───── Text passage
These three First Nations belong to the Nuu-chah-nulth people, formerly called the Nootka. The West Coast Tribal Council adopted the name Nuu-chah-nulth, meaning “all along the mountains and sea,” in 1978. This group includes all of the First Nations along Vancouver Island’s west coast between Cape Cook on the Brooks Peninsula in the north and Jordan River in the south, extending inland about halfway across Vancouver Island, taking in Port Alberni and Gold River. The fourteen Nuu-chah-nulth First Nations in this territory share the same language and the same “aht’” suffix on their names, meaning “people of.” Their most dense areas of settlement lie in Nootka, Barkley, and Clayoquot Sounds.

Estimates vary enormously about the size of Indigenous populations in British Columbia prior to contact with Europeans. Recent estimates run to 100,000 and above, although others put the figure at just above 80,000. One undisputed point does emerge: the Pacific Northwest supported one of the most densely populated areas in North America, with at least 15,000 Nuu-chah-nulth living on the west coast of Vancouver Island prior to European contact.

The mild climate and the abundance of food made the location ideal for supporting a large population, and the Nuu-chah-nulth survived and prospered. Two extraordinary resources enabled this: the red cedar trees, which provided housing, transport, and clothing; and salmon, the Indigenous people’s main food source. Many other readily accessible seafoods also ensured their well-being.

Over countless generations, the people on the coast structured their lives in harmony with the seasonal changes of each passing year. The arrival of the herring to spawn in the inlets and bays of the west coast in late February and early March saw the beginning of the Nuu-chah-nulth seasonal cycle. The people raked and dip-netted the massive schools of spawning herring for their oil, roe, and flesh. They also gathered the herring roe when it had been deposited on kelp or eelgrass, and they submerged boughs of hemlock in areas where herring spawned to attract the roe. In his book As Far As I Know, Ahousaht elder Peter Webster recalled the excitement of herring season when he was a boy.

Revitalized from feasting on the herring, and encouraged by the warmer weather, people loaded their canoes with whatever they needed and paddled from their winter villages to their summer fishing villages and camps on the outer coast. Many of the Tla-o-qui-aht, who wintered at Opitsaht, moved round into Templar Channel to their village on Echachis Island, while the Ahousaht moved to summer settlements on various small islands and on the outer coasts of Flores and Vargas Islands.
──────────
───── Entries shown
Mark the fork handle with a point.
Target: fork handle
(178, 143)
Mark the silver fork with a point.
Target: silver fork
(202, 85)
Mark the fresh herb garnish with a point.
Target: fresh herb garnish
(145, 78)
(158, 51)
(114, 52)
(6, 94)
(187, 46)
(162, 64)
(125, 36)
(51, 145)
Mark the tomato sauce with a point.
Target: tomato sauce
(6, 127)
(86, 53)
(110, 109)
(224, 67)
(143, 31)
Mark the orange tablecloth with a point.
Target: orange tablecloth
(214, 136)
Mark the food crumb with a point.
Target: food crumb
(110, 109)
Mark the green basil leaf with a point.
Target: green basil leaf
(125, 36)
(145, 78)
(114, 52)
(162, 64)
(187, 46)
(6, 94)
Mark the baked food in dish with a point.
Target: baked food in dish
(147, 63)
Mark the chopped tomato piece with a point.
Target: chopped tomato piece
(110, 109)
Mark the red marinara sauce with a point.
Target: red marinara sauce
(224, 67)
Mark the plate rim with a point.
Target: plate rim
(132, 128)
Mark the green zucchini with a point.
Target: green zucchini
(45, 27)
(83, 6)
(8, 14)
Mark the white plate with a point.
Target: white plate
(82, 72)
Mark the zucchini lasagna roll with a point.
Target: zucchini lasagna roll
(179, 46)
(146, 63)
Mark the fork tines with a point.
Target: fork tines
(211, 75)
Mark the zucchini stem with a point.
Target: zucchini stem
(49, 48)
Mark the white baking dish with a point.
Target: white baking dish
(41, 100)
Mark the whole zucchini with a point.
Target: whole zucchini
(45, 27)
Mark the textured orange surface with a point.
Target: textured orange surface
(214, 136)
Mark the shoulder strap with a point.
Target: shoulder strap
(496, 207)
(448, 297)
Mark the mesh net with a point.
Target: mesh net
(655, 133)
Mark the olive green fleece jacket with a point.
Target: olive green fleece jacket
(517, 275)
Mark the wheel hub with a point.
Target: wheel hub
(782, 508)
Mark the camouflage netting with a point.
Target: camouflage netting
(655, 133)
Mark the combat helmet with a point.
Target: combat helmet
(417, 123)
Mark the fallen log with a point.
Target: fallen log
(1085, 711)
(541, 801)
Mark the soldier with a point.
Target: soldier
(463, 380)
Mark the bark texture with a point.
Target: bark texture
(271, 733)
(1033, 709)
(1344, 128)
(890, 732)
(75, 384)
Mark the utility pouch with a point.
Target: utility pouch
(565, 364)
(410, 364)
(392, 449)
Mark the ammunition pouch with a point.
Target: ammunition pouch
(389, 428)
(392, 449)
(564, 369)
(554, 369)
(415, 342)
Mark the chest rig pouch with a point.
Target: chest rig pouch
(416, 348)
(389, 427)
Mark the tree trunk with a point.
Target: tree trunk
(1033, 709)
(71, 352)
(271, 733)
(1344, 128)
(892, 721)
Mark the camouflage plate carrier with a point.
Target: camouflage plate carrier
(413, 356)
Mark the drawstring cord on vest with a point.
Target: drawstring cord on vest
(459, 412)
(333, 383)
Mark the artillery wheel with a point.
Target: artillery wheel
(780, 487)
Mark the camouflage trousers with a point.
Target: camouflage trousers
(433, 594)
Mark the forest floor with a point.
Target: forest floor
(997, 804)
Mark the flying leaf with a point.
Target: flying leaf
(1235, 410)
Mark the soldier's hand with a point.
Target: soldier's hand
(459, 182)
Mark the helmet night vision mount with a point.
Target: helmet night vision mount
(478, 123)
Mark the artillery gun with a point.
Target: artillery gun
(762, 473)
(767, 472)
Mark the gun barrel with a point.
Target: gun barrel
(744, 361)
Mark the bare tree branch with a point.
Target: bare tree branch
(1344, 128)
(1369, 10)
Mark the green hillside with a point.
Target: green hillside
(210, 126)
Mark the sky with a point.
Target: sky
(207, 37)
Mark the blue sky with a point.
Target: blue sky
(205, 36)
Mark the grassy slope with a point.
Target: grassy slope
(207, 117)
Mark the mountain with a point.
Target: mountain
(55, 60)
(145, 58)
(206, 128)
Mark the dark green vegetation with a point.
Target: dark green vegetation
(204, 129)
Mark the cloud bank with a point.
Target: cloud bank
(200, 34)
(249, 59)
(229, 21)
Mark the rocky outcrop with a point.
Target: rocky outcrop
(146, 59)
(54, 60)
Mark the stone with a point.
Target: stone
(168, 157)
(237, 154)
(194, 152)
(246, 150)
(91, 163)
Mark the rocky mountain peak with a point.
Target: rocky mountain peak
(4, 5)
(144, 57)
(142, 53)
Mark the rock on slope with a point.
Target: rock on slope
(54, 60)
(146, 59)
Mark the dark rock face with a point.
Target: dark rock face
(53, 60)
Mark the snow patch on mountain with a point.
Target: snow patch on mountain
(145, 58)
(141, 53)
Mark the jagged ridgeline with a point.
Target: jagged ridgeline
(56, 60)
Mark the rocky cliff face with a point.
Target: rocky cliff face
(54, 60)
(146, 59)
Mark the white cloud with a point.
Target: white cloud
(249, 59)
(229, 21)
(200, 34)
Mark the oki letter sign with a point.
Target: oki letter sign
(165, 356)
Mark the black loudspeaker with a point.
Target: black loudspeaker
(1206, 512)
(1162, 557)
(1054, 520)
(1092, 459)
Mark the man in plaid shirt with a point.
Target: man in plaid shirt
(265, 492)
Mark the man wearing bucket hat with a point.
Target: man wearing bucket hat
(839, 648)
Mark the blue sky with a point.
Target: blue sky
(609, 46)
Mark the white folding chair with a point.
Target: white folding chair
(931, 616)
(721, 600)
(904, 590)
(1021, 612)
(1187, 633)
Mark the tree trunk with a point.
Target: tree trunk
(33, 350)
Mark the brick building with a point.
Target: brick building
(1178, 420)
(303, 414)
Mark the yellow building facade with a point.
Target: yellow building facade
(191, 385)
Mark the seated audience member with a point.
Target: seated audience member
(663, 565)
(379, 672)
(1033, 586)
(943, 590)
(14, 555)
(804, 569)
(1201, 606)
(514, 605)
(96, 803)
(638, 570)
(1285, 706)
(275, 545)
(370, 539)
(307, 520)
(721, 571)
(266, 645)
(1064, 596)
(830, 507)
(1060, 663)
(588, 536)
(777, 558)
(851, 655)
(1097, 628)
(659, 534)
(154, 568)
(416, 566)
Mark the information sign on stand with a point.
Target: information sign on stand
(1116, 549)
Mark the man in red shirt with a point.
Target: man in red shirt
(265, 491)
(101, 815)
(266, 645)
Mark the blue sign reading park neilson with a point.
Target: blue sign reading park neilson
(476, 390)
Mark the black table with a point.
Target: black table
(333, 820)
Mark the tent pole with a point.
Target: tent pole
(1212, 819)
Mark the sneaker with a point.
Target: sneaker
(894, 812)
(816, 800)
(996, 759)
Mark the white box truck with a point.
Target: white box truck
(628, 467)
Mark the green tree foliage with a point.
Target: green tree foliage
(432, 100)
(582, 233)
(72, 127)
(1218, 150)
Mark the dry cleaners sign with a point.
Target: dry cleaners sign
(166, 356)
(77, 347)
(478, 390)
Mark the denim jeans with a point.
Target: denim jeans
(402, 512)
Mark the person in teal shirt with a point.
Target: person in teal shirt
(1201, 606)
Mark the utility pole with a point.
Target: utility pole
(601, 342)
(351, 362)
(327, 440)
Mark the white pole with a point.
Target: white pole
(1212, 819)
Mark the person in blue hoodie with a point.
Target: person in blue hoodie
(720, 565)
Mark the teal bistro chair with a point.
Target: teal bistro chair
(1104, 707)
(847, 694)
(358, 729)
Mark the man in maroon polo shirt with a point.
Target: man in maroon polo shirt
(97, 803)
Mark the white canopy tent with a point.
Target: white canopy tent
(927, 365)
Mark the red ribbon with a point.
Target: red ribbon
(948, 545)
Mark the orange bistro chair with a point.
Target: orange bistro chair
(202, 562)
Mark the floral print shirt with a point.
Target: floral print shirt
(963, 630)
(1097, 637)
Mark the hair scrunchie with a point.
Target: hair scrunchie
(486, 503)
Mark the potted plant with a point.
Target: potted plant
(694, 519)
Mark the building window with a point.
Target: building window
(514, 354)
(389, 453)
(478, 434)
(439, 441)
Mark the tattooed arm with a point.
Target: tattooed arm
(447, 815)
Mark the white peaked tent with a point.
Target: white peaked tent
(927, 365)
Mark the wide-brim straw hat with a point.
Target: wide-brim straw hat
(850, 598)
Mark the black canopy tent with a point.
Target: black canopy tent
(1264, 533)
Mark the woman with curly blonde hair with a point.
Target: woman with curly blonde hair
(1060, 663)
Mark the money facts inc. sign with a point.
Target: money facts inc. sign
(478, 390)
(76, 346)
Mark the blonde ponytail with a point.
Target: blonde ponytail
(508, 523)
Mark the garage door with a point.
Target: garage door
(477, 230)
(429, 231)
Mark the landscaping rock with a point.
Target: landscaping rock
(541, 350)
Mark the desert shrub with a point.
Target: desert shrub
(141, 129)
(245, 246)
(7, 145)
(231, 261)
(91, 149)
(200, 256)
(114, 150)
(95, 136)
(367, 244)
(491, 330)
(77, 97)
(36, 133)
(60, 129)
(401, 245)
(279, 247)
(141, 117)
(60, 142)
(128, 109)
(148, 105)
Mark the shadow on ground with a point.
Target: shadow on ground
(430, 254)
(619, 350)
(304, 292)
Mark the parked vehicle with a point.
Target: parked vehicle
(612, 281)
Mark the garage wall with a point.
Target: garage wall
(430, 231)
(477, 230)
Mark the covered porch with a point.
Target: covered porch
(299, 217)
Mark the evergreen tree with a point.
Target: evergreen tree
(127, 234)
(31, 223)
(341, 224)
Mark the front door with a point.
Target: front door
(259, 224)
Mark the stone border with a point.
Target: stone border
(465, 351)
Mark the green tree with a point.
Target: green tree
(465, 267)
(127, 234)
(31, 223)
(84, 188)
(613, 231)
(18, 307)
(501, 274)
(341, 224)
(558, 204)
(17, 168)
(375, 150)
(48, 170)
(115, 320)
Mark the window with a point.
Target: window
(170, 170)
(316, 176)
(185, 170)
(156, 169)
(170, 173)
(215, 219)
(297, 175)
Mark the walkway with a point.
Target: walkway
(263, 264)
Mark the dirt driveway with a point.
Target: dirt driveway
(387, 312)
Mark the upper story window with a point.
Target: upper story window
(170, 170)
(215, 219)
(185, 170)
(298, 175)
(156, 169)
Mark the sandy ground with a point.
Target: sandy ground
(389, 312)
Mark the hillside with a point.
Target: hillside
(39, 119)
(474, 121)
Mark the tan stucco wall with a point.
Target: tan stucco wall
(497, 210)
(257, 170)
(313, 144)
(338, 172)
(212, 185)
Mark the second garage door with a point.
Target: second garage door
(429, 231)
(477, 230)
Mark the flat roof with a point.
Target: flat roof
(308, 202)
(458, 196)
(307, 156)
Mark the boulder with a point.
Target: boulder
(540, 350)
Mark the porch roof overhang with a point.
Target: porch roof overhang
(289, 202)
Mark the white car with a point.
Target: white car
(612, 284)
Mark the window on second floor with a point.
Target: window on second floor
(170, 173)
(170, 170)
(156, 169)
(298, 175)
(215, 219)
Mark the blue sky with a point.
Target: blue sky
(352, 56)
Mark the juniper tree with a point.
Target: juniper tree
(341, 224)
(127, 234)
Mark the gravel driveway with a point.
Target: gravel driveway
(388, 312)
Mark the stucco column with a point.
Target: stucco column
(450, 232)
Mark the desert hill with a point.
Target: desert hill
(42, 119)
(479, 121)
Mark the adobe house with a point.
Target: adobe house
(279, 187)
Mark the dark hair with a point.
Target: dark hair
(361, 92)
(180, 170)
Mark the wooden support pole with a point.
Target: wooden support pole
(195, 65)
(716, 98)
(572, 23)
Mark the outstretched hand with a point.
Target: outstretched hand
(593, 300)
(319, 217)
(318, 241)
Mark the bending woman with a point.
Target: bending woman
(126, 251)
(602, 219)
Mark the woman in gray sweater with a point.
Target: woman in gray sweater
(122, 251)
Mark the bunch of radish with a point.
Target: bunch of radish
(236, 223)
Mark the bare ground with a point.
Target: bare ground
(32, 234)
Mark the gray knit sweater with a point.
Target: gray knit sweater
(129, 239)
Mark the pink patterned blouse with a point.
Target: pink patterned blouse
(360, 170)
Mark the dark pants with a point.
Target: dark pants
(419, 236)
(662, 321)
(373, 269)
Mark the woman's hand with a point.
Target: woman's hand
──────────
* To do *
From the passage about the Nuu-chah-nulth, extract the wording that starts at "Revitalized from feasting" and ends after "and Vargas Islands.". The records have no connection to the passage about the Nuu-chah-nulth.

* Task solution *
Revitalized from feasting on the herring, and encouraged by the warmer weather, people loaded their canoes with whatever they needed and paddled from their winter villages to their summer fishing villages and camps on the outer coast. Many of the Tla-o-qui-aht, who wintered at Opitsaht, moved round into Templar Channel to their village on Echachis Island, while the Ahousaht moved to summer settlements on various small islands and on the outer coasts of Flores and Vargas Islands.